**TASK STATEMENT**
All entries are to be given again verbatim.

[Opening MATERIALS PROVIDED section]

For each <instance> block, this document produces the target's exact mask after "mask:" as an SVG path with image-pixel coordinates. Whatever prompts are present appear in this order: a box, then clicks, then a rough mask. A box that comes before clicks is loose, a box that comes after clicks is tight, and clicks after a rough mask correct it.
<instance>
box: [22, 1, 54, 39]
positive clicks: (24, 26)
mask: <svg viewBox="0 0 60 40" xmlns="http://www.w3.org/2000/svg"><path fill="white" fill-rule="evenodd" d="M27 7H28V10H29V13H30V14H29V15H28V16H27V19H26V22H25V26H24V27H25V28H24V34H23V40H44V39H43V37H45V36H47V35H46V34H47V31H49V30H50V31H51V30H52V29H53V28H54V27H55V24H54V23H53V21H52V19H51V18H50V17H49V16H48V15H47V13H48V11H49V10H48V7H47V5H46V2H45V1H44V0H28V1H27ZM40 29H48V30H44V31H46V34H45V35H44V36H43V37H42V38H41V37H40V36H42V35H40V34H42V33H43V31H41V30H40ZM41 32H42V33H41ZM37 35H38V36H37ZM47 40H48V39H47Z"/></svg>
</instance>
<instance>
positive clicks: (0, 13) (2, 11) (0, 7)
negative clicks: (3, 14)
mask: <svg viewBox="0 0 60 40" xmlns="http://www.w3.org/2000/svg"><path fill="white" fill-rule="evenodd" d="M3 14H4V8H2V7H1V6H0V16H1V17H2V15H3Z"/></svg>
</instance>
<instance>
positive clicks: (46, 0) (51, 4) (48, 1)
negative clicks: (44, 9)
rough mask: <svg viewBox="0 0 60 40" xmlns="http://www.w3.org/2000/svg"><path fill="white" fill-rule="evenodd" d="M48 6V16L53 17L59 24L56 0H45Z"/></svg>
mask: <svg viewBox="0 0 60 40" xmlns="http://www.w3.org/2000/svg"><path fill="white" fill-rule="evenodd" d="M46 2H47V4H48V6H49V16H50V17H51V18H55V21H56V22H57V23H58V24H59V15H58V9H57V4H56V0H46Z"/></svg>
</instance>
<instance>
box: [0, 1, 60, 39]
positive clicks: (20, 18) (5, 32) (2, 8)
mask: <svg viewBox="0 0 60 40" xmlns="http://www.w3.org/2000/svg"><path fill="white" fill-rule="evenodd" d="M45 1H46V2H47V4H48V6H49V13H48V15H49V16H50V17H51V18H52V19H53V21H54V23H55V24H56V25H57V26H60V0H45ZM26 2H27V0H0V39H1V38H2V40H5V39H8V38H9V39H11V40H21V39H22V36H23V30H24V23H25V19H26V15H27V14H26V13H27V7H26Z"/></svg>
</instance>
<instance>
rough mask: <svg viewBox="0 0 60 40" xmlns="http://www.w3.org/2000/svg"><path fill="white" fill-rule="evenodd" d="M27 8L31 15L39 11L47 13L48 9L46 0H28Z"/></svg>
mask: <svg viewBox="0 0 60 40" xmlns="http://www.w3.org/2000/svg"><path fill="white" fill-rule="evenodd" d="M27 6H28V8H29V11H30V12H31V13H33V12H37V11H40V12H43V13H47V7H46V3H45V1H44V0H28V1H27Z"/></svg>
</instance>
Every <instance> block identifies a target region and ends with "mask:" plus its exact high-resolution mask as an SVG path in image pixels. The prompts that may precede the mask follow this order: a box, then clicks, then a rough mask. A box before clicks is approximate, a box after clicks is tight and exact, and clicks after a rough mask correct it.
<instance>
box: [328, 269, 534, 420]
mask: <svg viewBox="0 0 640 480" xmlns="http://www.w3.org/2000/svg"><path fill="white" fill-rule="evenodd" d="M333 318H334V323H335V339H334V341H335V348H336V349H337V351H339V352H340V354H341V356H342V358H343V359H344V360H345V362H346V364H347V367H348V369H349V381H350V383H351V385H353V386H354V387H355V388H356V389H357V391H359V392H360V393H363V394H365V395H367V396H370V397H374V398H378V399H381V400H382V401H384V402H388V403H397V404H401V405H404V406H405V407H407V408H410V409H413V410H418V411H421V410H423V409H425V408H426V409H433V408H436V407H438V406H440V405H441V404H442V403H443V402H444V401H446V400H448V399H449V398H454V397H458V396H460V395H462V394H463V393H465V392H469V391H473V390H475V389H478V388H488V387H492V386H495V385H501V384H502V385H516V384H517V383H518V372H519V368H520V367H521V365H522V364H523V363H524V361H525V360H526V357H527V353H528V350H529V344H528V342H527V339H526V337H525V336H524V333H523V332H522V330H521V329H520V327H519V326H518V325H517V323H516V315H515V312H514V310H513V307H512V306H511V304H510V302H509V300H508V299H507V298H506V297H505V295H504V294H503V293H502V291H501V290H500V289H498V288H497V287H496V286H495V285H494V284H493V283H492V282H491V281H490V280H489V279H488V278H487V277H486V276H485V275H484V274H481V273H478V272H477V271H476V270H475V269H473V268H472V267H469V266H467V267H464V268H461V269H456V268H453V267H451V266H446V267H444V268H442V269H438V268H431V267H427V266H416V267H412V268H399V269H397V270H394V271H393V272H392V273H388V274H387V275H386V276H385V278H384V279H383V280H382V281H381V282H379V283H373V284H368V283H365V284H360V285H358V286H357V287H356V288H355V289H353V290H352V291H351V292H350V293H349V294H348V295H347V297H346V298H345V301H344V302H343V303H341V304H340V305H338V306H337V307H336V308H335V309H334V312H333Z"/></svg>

[Closing MATERIALS PROVIDED section]

**FINISHED TASK**
For each <instance> block, this document produces the target's exact mask after "mask:" as an SVG path with image-pixel coordinates. Whatever prompts are present appear in this order: a box, then clicks, then a rough mask. A box that comes before clicks is loose, a box that comes after clicks is tight, and clicks after a rough mask correct it.
<instance>
box: [22, 1, 54, 39]
positive clicks: (24, 26)
mask: <svg viewBox="0 0 60 40" xmlns="http://www.w3.org/2000/svg"><path fill="white" fill-rule="evenodd" d="M27 7H28V10H29V13H30V14H29V15H28V16H27V19H26V22H25V26H24V27H25V28H24V34H23V40H44V39H43V37H45V36H47V35H46V34H47V31H49V30H50V31H51V30H52V29H53V28H54V27H55V24H54V23H53V21H52V19H51V18H50V17H49V16H48V15H47V13H48V11H49V10H48V7H47V5H46V2H45V1H44V0H28V1H27ZM40 29H48V30H44V31H46V34H45V35H44V36H43V37H42V38H41V37H40V36H42V35H40V34H42V33H43V31H41V30H40ZM41 32H42V33H41ZM37 35H38V36H37ZM47 40H48V39H47Z"/></svg>
</instance>
<instance>
positive clicks: (0, 13) (2, 11) (0, 7)
negative clicks: (3, 14)
mask: <svg viewBox="0 0 60 40" xmlns="http://www.w3.org/2000/svg"><path fill="white" fill-rule="evenodd" d="M3 14H4V8H2V7H1V6H0V16H1V17H2V15H3Z"/></svg>
</instance>
<instance>
positive clicks: (46, 0) (51, 4) (48, 1)
negative clicks: (44, 9)
rough mask: <svg viewBox="0 0 60 40" xmlns="http://www.w3.org/2000/svg"><path fill="white" fill-rule="evenodd" d="M48 6V16L53 17L59 24L56 0H45Z"/></svg>
mask: <svg viewBox="0 0 60 40" xmlns="http://www.w3.org/2000/svg"><path fill="white" fill-rule="evenodd" d="M46 2H47V4H48V6H49V16H50V17H51V18H55V21H56V22H57V23H58V24H59V15H58V9H57V4H56V0H46Z"/></svg>
</instance>
<instance>
box: [0, 1, 60, 39]
positive clicks: (20, 18) (5, 32) (2, 8)
mask: <svg viewBox="0 0 60 40" xmlns="http://www.w3.org/2000/svg"><path fill="white" fill-rule="evenodd" d="M45 1H46V2H47V4H48V6H49V13H48V15H49V16H50V17H51V18H52V19H53V21H54V23H55V24H56V25H57V26H60V0H45ZM26 2H27V0H0V39H1V38H2V40H5V39H8V38H9V39H11V40H21V39H22V36H23V30H24V23H25V19H26V15H27V14H26V13H27V7H26Z"/></svg>
</instance>
<instance>
rough mask: <svg viewBox="0 0 60 40" xmlns="http://www.w3.org/2000/svg"><path fill="white" fill-rule="evenodd" d="M27 8L31 15L39 11L47 13L48 9L46 0H28Z"/></svg>
mask: <svg viewBox="0 0 60 40" xmlns="http://www.w3.org/2000/svg"><path fill="white" fill-rule="evenodd" d="M27 6H28V8H29V11H30V12H31V13H33V12H37V11H40V12H43V13H47V7H46V3H45V1H44V0H28V1H27Z"/></svg>
</instance>
Every <instance> block identifies a target region and ends with "mask:" plus its exact high-resolution mask as an SVG path in image pixels. The prompts that may precede the mask follow this order: a box, then clicks, then a rough mask. A box before clicks is approximate, a box after clicks is tight and exact, and clicks after a rough mask correct it.
<instance>
box: [328, 269, 534, 420]
mask: <svg viewBox="0 0 640 480" xmlns="http://www.w3.org/2000/svg"><path fill="white" fill-rule="evenodd" d="M333 318H334V323H335V339H334V341H335V348H336V349H337V351H339V352H340V354H341V356H342V358H343V359H344V360H345V362H346V364H347V367H348V369H349V381H350V383H351V385H353V386H354V387H355V388H356V389H357V391H359V392H360V393H363V394H365V395H367V396H370V397H374V398H378V399H381V400H382V401H384V402H388V403H397V404H401V405H404V406H405V407H407V408H410V409H413V410H418V411H421V410H423V409H425V408H426V409H433V408H436V407H438V406H440V405H441V404H442V403H443V402H444V401H446V400H448V399H449V398H454V397H458V396H460V395H462V394H463V393H465V392H469V391H473V390H475V389H478V388H488V387H492V386H495V385H501V384H502V385H516V384H517V383H518V372H519V368H520V367H521V365H522V364H523V363H524V361H525V360H526V357H527V353H528V350H529V344H528V342H527V339H526V337H525V336H524V333H523V332H522V330H521V329H520V327H519V326H518V325H517V323H516V315H515V312H514V310H513V307H512V306H511V304H510V302H509V300H508V299H507V298H506V297H505V295H504V294H503V293H502V291H501V290H500V289H498V288H497V287H496V286H495V285H494V284H493V283H492V282H491V281H490V280H489V279H488V278H487V277H486V276H485V275H484V274H481V273H478V272H477V271H476V270H475V269H473V268H472V267H469V266H467V267H464V268H461V269H456V268H453V267H451V266H446V267H444V268H442V269H438V268H431V267H427V266H416V267H412V268H399V269H397V270H394V271H393V272H392V273H388V274H387V275H386V276H385V278H384V279H383V280H382V281H381V282H379V283H373V284H368V283H365V284H360V285H358V286H357V287H356V288H355V289H353V290H352V291H351V292H350V293H349V294H348V295H347V297H346V298H345V301H344V302H343V303H341V304H340V305H338V306H337V307H336V308H335V309H334V312H333Z"/></svg>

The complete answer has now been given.